* [WHAT IS NEEDED]: In the data, extract each line that holds the string "knot".

Referring expression pointing data
========
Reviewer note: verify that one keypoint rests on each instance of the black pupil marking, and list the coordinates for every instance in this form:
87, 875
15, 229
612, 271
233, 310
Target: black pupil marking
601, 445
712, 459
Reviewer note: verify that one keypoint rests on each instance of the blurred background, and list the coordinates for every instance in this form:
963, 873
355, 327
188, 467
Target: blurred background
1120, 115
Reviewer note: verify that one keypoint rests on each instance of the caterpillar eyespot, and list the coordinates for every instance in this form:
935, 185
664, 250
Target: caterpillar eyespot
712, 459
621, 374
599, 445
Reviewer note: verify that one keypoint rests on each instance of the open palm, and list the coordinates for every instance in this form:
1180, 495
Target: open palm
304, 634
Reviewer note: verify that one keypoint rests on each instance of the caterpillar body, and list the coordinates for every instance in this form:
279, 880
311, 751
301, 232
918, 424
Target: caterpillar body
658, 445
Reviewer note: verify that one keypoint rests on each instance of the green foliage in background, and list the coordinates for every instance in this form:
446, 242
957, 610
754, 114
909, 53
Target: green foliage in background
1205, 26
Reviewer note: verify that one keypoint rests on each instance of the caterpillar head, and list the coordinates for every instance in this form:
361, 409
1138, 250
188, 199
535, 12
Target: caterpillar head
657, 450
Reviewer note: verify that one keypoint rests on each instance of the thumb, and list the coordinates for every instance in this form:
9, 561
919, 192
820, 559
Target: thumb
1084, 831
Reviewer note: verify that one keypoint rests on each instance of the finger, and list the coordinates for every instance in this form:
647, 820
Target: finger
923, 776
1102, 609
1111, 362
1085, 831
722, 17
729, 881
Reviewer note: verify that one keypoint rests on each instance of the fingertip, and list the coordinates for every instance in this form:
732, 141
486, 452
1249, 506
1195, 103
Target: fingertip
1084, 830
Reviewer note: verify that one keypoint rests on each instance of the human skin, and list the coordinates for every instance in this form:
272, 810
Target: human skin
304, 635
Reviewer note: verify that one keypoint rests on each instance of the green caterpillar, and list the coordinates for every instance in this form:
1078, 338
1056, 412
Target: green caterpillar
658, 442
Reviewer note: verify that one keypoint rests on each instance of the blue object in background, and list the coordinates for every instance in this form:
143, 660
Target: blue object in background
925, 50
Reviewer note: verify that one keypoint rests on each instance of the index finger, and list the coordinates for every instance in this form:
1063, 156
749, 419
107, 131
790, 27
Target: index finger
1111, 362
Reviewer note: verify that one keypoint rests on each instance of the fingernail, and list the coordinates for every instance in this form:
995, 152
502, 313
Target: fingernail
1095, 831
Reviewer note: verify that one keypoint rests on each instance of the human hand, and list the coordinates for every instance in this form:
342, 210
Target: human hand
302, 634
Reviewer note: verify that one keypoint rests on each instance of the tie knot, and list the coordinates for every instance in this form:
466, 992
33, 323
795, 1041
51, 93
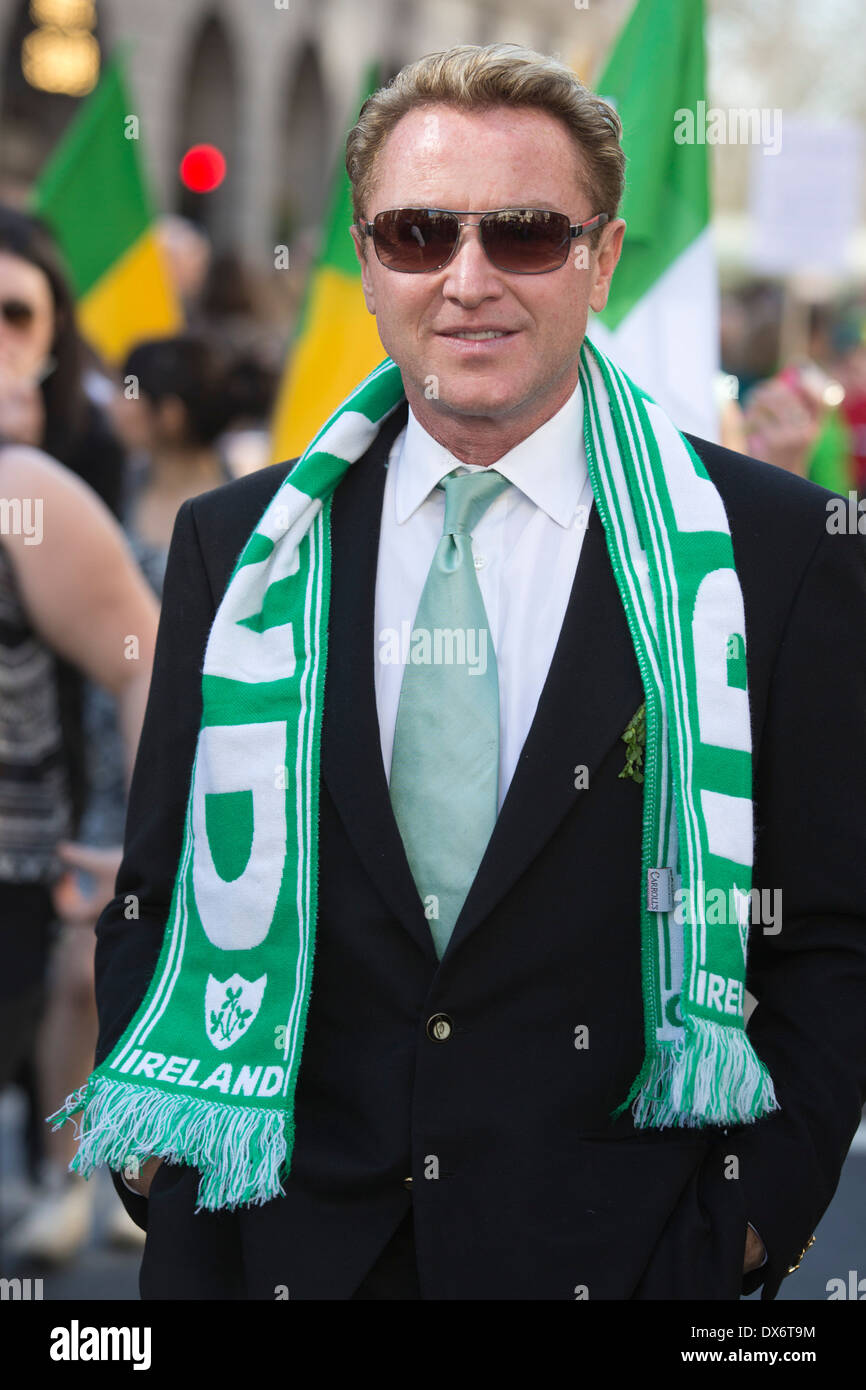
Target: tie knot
========
* [EXERCISE ANSWER]:
Reviewer note: verify that one keypoint rests on each instance of the tie knot, and list the coordinates for every instance in this form:
Target: tie knot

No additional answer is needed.